### Problem details:
Rewrite every line of the records below as a JSON list of strings, one string per line, omitting blank lines. Leave the pictures out of the answer.

Records of labeled boxes:
········
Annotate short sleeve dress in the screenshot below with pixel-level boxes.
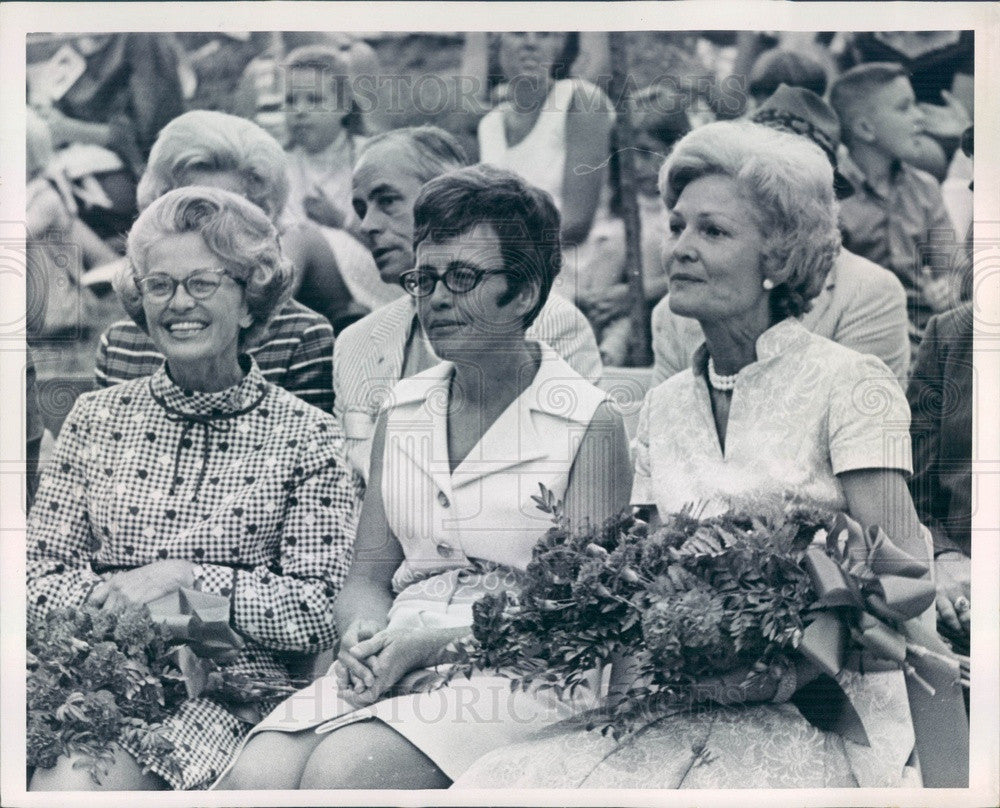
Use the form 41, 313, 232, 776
27, 357, 360, 789
215, 343, 605, 779
455, 319, 920, 788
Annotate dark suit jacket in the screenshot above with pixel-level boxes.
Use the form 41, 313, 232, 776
907, 303, 974, 555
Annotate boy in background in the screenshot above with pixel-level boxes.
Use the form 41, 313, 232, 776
830, 62, 960, 347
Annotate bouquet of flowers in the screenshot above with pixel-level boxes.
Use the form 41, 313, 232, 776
459, 488, 957, 743
27, 590, 294, 782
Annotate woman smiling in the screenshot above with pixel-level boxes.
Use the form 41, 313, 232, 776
27, 187, 359, 790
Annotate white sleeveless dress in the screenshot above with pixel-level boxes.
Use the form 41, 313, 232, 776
215, 343, 606, 779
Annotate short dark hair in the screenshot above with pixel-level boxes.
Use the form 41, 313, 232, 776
285, 45, 365, 135
413, 165, 562, 328
747, 48, 827, 99
358, 125, 469, 182
830, 62, 909, 145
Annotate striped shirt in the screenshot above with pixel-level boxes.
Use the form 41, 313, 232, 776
95, 300, 333, 412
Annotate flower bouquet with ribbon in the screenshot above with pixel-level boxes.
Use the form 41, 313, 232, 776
27, 589, 295, 782
461, 488, 967, 784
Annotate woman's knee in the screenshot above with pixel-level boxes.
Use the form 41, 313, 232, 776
28, 749, 169, 791
215, 732, 324, 790
299, 721, 451, 789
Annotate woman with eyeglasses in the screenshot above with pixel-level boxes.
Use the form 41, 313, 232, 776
218, 167, 631, 789
27, 186, 360, 790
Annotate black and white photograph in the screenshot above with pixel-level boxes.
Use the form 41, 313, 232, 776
0, 0, 1000, 806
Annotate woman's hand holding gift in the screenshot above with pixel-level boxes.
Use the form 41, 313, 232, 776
934, 551, 972, 636
87, 558, 195, 609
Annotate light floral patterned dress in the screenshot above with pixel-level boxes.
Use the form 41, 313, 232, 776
455, 319, 920, 788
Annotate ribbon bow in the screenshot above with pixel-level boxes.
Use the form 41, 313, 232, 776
799, 514, 934, 676
796, 514, 968, 785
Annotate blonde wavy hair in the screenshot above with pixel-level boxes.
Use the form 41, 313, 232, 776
114, 186, 292, 350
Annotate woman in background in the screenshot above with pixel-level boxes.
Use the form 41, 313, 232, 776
456, 122, 968, 788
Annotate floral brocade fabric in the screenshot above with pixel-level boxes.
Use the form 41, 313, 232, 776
455, 672, 920, 789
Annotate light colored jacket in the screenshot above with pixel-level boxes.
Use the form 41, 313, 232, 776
333, 294, 603, 481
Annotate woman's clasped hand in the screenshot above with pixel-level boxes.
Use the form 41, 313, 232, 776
87, 558, 195, 609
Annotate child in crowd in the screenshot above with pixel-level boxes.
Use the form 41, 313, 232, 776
570, 84, 691, 367
285, 45, 363, 230
830, 62, 960, 347
284, 45, 394, 310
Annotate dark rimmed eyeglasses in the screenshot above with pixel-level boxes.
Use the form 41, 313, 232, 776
136, 269, 243, 303
399, 266, 511, 297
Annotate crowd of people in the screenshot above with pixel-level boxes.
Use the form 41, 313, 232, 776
27, 32, 973, 790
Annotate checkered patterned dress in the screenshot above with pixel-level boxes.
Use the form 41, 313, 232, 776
27, 358, 360, 789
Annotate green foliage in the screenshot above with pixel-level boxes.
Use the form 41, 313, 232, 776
459, 488, 833, 735
27, 604, 304, 783
27, 605, 185, 782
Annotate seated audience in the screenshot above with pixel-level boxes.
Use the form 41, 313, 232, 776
456, 122, 968, 789
746, 48, 827, 117
478, 31, 615, 300
333, 126, 602, 477
284, 44, 399, 318
27, 187, 359, 791
218, 167, 628, 789
33, 33, 184, 238
96, 110, 349, 412
576, 84, 691, 366
907, 302, 975, 653
830, 63, 960, 349
652, 86, 910, 385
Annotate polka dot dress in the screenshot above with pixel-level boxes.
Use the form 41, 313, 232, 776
27, 360, 360, 789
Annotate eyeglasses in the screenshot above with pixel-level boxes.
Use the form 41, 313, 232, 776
399, 266, 511, 297
136, 269, 242, 303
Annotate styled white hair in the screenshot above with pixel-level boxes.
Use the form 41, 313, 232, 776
115, 185, 292, 349
136, 109, 288, 221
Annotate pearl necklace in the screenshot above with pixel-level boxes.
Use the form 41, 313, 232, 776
708, 357, 740, 393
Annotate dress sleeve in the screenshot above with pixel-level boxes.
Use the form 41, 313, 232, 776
828, 354, 913, 474
284, 322, 333, 413
94, 330, 114, 387
202, 422, 360, 653
632, 388, 656, 505
528, 294, 604, 384
835, 260, 910, 385
27, 397, 101, 621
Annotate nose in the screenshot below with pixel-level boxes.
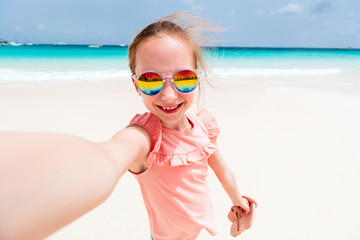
········
### Worked solution:
[
  "Annotate short sleeve dress in the screenshot below with pixel-level boxes.",
  "Use the form 41, 313, 232, 776",
  "27, 357, 360, 789",
  "215, 343, 605, 779",
  "455, 319, 920, 788",
  "Annotate dark suit jacket in the screenshot above with pixel-level boxes.",
  "Use the form 41, 313, 232, 776",
  "907, 303, 974, 555",
  "Annotate boy in background in the screenshot above with pixel-level boxes.",
  "Use the form 41, 313, 232, 776",
  "830, 62, 960, 347",
  "Annotate bouquet of flowers in the screenshot above with pixel-level boxes.",
  "Use the form 41, 313, 232, 776",
  "459, 488, 957, 743",
  "27, 590, 294, 782",
  "Annotate woman smiling in the screenshot above with pixel-level boxes.",
  "Use the form 41, 313, 232, 776",
  "27, 187, 359, 790",
  "Annotate white sleeveless dress in the screenshot above with pixel-level boxes.",
  "Use the form 41, 313, 232, 776",
  "215, 343, 606, 779",
  "Annotate short dark hair in the screenshot above with pixel-level boxes.",
  "Use the form 41, 313, 232, 776",
  "285, 45, 365, 135",
  "413, 165, 562, 328",
  "747, 48, 827, 99",
  "358, 125, 469, 182",
  "830, 62, 909, 145",
  "Annotate striped shirt in the screenshot above with pixel-level boxes.",
  "Use the form 41, 313, 232, 776",
  "95, 300, 333, 412",
  "Annotate flower bouquet with ribbon in the screenshot above with pixel-level boxes.",
  "Use the form 41, 313, 232, 776",
  "27, 589, 295, 782",
  "461, 488, 967, 784",
  "Annotate woman's knee in the screenshot above with pixel-level boxes.",
  "Use the form 41, 313, 232, 776",
  "28, 749, 169, 791",
  "215, 732, 324, 790",
  "299, 721, 451, 789",
  "Annotate woman with eyeglasses in the screenshot above with pixel-level boxes.",
  "Use the form 41, 313, 232, 776",
  "218, 167, 631, 789",
  "27, 186, 360, 790",
  "Annotate black and white photograph in the screenshot above with pixel-level boxes.",
  "Use the form 41, 313, 232, 776",
  "0, 0, 1000, 806",
  "Annotate woman's hand holding gift in the screenshot above with pixel-level boxes.",
  "Use the form 41, 313, 232, 776",
  "934, 551, 972, 636",
  "87, 558, 195, 609",
  "Annotate light floral patterned dress in the screenshot above with pixel-level boxes.",
  "Use the form 41, 313, 232, 776",
  "455, 319, 920, 788",
  "Annotate ribbon bow in the screenshot above with pixel-level boxes.",
  "Use the form 41, 313, 232, 776",
  "799, 514, 934, 676",
  "796, 514, 968, 785",
  "Annotate blonde wavy hair in the screenshot above with pixel-level boxes.",
  "Use the form 41, 313, 232, 776",
  "114, 186, 292, 350",
  "Annotate woman in background in the screenshot above with pixel-level boxes.",
  "Use the form 41, 313, 232, 776",
  "456, 122, 968, 788",
  "Annotate floral brocade fabric in the screenshot above with pixel-level boxes.",
  "Use the form 41, 313, 232, 776",
  "455, 672, 920, 789",
  "Annotate light colored jacket in the screenshot above with pixel-level boxes.",
  "Use the form 41, 313, 232, 776",
  "333, 294, 603, 481",
  "Annotate woman's clasped hand in the screenshot above with pixel-level boxes.",
  "Use the form 41, 313, 232, 776",
  "87, 558, 195, 609",
  "Annotate child in crowd in the screenshot above with pixel-level boxes.",
  "Use the form 41, 313, 232, 776",
  "570, 84, 691, 367",
  "285, 45, 363, 230",
  "830, 62, 960, 347",
  "284, 45, 394, 310",
  "Annotate dark rimmed eyeglasses in the screenshot above with pixel-level boxes.",
  "Use the form 41, 313, 232, 776",
  "136, 269, 243, 303",
  "399, 266, 511, 297",
  "Annotate crowd of people in the screenshot above with pixel-level boxes.",
  "Use the form 41, 313, 232, 776",
  "27, 32, 973, 790",
  "Annotate checkered patterned dress in the screenshot above with pixel-level boxes.",
  "Use the form 41, 313, 232, 776",
  "27, 358, 360, 789",
  "Annotate green foliage in the screenshot above with pixel-level boxes.",
  "Use the form 41, 313, 232, 776",
  "459, 488, 833, 735",
  "27, 604, 304, 783",
  "27, 605, 185, 782",
  "Annotate seated audience in the screenshot above with pixel-level boxes.",
  "Use the form 41, 313, 232, 776",
  "456, 122, 968, 789",
  "746, 48, 827, 117",
  "478, 31, 615, 300",
  "333, 126, 602, 477",
  "284, 44, 399, 318",
  "27, 187, 359, 791",
  "218, 167, 628, 789",
  "33, 33, 184, 238",
  "96, 110, 349, 412",
  "576, 84, 691, 366",
  "907, 302, 975, 653",
  "830, 63, 960, 349",
  "652, 86, 910, 385",
  "Annotate polka dot dress in the screenshot above with pixel-level boxes.",
  "Use the form 41, 313, 232, 776",
  "27, 360, 360, 789",
  "Annotate eyeglasses in the screenshot above with pixel-level boxes.",
  "Use the form 41, 313, 232, 776",
  "399, 266, 511, 297",
  "136, 269, 242, 303",
  "Annotate styled white hair in the screenshot above with pixel-level boxes.",
  "Use the form 41, 313, 232, 776",
  "115, 185, 292, 349",
  "136, 109, 288, 221",
  "Annotate pearl necklace in the screenshot above with pixel-level boxes.",
  "Use the form 41, 313, 232, 776",
  "708, 357, 740, 393",
  "Annotate dress sleeve in the screenshot above with pixel-level boxes.",
  "Use the form 41, 313, 232, 776",
  "828, 354, 913, 474",
  "284, 322, 333, 413",
  "94, 330, 114, 387",
  "202, 422, 360, 653",
  "632, 388, 656, 505",
  "528, 294, 604, 384",
  "835, 260, 910, 385",
  "27, 397, 101, 621",
  "Annotate nose in the screenshot below with pixel-level boxes."
]